Therefore, the methods used to investigate and map flood susceptibility in recent years were including FR, multivariate statistical analyzes, WOE, MCDM, LR, and decision tree. In recent years, advanced methods in FSM, data mining have been considered as a useful tool such as ANN (Falah et al. 2019; Costache and Tien Bui 2019), SVM (Tehrany et al. 2014; Mojaddadi et al. 2017), adaptive neuro-fuzzy inference system (ANFIS) with grid partitioning method and metaheuristic optimization algorithms (Razavi Termeh et al. 2018; Tien Bui et al. 2018), and random forest model (RF) (Rahmati and Pourghasemi 2017). ANFIS has showed good results in modeling non-linear processes. ANFIS has adjusted the characteristics of the system according to training data and metadata according to the required accuracy. ANFIS generates FIS by two methods (grid partitioning and subtractive clustering methods) (Vafakhah and Kahneh 2016). RF is a new supervised classification method in modeling process. RF method have been used in various studies such as forest fire, landslide susceptibility mapping (Pachauri et al. 1998; Cevik and Topal 2003; Sidle and Ochiai 2006; Pradhan et al. 2011; Catani et al. 2013; Pourghasemi and Kerle 2016; Youssef et al. 2016a; Chen et al., 2018a, b, c, 2019b, d), ecological studies, and groundwater potential mapping (Rahmati et al. 2015; Naghibi et al. 2016; Chen et al. 2019c). Therefore, new ensemble models should be further investigated.

TASK INSTRUCTIONS >>
1. Summarize the passage on flood susceptibility mapping methods in two sentences.
2. Duplicate the entries from the line that contains "pixel 39 25." to the line that contains "pixel 469 329", including both of those lines.
The text and the entries are unrelated to each other.

INPUT FOR THIS TASK >>
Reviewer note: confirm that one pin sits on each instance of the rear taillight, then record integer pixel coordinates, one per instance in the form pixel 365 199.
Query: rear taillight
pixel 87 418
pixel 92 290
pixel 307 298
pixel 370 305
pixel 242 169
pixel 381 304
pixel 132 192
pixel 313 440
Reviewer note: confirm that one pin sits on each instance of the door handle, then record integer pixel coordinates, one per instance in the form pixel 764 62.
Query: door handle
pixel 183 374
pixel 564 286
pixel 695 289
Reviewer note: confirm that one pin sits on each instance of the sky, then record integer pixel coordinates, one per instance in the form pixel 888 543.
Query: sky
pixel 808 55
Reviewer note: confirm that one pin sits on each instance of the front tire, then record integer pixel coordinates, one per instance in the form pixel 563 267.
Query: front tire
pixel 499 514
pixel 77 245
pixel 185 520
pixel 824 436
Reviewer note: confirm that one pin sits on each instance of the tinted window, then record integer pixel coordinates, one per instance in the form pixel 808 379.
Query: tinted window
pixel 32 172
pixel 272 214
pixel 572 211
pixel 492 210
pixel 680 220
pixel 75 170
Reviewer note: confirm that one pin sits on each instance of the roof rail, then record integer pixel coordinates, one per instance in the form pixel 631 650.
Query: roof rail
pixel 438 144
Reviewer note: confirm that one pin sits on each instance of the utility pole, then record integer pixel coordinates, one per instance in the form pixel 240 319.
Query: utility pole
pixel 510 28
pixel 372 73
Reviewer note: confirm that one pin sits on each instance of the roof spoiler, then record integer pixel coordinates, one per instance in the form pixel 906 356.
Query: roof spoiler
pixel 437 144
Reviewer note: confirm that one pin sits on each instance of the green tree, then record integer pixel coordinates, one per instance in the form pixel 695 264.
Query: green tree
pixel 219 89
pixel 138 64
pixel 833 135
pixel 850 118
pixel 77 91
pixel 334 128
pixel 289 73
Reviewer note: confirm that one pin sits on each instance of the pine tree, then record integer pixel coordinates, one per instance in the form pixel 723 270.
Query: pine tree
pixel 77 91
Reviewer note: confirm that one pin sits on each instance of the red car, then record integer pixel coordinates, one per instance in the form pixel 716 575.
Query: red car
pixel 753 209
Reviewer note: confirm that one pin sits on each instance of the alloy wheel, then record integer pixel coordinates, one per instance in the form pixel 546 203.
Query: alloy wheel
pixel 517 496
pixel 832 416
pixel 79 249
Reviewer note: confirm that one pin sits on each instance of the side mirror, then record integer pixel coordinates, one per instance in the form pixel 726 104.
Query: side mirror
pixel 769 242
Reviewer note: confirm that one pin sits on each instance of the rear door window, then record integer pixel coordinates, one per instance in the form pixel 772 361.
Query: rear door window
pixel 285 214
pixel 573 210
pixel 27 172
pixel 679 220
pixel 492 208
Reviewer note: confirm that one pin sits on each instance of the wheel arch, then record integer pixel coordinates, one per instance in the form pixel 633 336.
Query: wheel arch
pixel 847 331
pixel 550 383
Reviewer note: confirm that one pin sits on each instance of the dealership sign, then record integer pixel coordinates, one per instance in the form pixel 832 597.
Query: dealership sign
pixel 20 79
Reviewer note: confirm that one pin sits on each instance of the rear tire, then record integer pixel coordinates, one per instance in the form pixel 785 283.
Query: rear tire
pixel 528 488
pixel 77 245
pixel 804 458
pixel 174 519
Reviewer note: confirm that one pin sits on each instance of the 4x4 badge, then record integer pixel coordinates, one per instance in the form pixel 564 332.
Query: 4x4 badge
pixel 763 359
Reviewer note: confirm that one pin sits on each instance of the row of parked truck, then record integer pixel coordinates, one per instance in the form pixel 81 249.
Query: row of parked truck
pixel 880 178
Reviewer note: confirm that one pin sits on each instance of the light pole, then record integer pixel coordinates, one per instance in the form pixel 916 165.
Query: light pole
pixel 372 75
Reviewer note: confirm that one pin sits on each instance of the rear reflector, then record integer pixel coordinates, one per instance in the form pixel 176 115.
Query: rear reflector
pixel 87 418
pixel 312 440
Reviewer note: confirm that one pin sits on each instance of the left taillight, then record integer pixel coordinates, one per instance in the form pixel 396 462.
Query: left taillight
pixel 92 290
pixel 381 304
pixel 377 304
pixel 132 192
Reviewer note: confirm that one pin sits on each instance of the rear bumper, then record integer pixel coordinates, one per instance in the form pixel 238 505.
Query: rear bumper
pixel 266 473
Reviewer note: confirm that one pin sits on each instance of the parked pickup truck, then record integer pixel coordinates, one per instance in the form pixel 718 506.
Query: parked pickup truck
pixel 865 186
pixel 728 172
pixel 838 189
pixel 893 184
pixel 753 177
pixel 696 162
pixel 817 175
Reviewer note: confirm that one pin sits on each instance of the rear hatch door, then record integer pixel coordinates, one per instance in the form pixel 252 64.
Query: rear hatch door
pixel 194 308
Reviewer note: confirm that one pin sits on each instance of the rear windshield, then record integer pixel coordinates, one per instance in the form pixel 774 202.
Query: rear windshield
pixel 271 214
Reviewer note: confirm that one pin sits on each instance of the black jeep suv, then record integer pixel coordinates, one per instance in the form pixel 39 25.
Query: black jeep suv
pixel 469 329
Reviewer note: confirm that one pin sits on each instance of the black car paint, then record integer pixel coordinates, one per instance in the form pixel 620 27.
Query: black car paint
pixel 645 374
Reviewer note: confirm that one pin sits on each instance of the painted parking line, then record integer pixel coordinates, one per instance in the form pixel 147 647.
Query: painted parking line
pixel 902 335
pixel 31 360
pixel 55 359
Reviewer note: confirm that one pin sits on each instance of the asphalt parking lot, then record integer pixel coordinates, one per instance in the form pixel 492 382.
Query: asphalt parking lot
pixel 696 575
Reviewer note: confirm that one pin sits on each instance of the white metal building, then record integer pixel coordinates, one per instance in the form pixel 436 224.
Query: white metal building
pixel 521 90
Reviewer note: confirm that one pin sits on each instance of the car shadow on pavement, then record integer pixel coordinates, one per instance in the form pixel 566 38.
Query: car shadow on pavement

--

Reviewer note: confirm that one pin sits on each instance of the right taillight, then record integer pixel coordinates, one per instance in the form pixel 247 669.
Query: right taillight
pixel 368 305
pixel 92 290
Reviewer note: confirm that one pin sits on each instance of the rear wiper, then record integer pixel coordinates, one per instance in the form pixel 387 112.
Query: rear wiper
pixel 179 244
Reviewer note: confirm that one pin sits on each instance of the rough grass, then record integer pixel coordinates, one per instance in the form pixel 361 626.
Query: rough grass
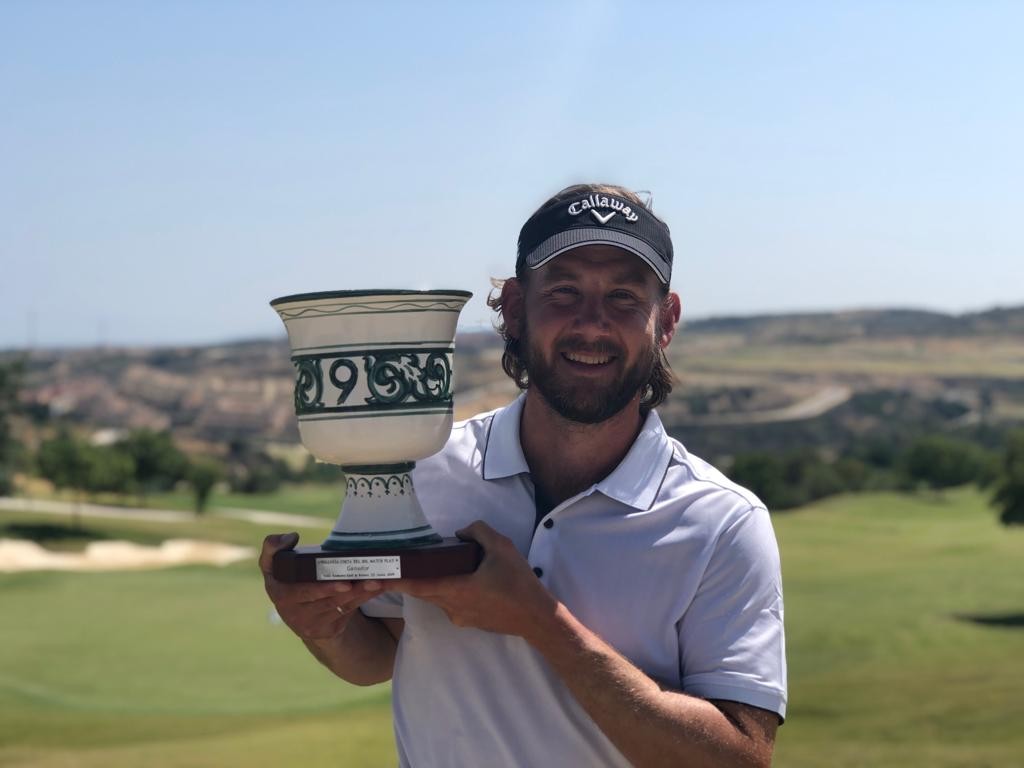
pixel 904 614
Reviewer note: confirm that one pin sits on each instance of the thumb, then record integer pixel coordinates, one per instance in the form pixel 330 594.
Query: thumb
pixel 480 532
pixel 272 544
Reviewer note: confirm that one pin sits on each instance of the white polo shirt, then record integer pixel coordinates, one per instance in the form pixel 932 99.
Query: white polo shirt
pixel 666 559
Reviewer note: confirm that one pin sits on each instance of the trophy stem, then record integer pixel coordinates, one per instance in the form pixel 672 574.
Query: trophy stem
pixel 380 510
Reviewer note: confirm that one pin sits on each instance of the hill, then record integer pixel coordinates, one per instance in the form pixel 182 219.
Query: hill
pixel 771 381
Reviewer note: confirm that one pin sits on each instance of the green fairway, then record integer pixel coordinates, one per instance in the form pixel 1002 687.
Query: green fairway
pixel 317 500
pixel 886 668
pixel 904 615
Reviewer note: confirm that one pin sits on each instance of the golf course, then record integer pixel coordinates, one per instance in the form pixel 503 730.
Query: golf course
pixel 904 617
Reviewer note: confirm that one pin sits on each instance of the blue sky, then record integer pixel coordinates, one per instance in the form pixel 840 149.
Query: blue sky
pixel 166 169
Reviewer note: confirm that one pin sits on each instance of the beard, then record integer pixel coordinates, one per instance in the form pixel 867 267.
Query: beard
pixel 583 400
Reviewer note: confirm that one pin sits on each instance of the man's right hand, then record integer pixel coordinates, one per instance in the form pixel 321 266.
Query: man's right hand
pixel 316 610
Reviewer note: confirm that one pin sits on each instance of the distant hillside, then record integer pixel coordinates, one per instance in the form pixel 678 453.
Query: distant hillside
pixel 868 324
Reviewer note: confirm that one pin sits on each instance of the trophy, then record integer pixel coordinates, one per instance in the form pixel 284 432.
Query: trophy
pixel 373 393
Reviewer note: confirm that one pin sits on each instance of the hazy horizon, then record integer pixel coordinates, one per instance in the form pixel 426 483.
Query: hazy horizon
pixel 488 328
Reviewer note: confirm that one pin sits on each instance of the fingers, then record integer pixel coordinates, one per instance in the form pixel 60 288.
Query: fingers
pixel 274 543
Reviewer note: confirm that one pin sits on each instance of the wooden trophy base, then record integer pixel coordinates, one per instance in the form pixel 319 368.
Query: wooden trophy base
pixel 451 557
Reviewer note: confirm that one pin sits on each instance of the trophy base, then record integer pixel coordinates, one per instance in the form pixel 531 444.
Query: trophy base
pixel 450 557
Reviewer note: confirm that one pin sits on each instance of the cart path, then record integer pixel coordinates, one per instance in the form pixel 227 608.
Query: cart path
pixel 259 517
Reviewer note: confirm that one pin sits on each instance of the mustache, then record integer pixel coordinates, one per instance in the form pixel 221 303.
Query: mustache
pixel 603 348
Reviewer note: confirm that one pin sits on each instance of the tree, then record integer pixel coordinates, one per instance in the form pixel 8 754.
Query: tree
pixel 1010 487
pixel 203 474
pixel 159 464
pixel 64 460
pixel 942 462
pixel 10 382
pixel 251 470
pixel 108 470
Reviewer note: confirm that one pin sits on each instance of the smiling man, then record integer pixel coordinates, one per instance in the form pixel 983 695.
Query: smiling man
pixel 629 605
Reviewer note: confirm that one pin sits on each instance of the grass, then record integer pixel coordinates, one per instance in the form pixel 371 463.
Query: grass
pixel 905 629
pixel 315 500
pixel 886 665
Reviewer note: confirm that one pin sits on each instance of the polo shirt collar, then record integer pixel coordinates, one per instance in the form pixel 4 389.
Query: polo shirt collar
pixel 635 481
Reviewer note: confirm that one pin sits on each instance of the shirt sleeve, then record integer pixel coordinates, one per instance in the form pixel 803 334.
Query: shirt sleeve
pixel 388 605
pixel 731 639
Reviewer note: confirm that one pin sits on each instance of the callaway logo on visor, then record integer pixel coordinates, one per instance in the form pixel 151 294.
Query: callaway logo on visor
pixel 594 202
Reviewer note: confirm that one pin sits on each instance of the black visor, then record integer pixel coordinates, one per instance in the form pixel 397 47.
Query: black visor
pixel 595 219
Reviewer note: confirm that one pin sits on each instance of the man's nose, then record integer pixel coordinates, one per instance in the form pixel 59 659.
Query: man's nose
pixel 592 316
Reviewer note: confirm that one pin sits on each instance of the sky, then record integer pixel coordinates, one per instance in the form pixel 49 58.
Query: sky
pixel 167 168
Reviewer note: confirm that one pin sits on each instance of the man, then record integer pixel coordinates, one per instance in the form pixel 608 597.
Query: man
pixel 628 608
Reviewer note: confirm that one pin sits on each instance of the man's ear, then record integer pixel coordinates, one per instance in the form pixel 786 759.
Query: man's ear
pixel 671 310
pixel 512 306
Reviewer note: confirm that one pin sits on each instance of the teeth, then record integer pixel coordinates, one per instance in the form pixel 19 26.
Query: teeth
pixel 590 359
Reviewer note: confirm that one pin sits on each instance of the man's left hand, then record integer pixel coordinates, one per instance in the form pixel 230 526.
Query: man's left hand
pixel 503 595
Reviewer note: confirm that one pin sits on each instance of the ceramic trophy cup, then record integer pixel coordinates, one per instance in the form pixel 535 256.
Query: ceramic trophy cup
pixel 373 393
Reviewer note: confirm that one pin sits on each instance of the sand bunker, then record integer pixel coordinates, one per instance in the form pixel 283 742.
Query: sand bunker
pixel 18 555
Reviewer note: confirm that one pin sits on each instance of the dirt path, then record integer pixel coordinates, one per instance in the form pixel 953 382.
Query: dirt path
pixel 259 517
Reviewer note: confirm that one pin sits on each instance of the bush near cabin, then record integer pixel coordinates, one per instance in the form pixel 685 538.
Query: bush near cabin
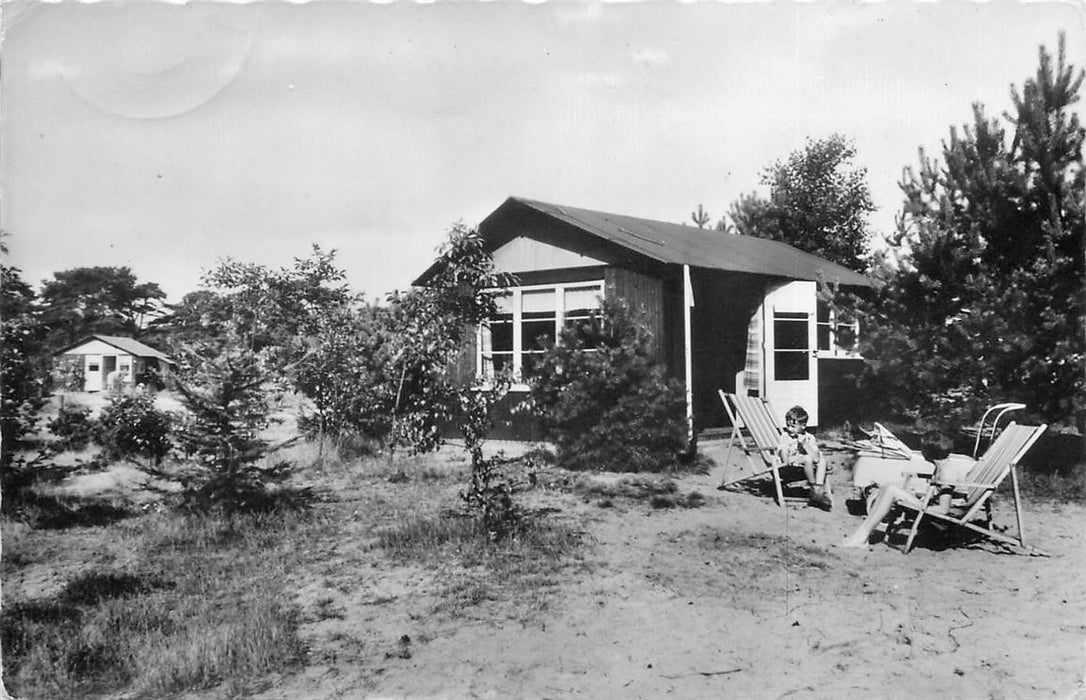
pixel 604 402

COMPLETED EXERCISE >>
1. Flood susceptibility mapping has drawn on methods such as FR, multivariate statistical analyses, WOE, MCDM, LR, and decision trees, while data mining tools such as ANN, SVM, ANFIS, and random forest have recently been considered useful. ANFIS has shown good results in modeling non-linear processes, random forest is a supervised classification method used in studies such as forest fire, landslide susceptibility, and groundwater potential mapping, and the passage concludes that new ensemble models should be further investigated.

2.
Reviewer note: confirm that one pin sits on each instance of the black jeep suv, then record integer pixel coordinates, one per instance in the form pixel 39 25.
Query: black jeep suv
pixel 469 329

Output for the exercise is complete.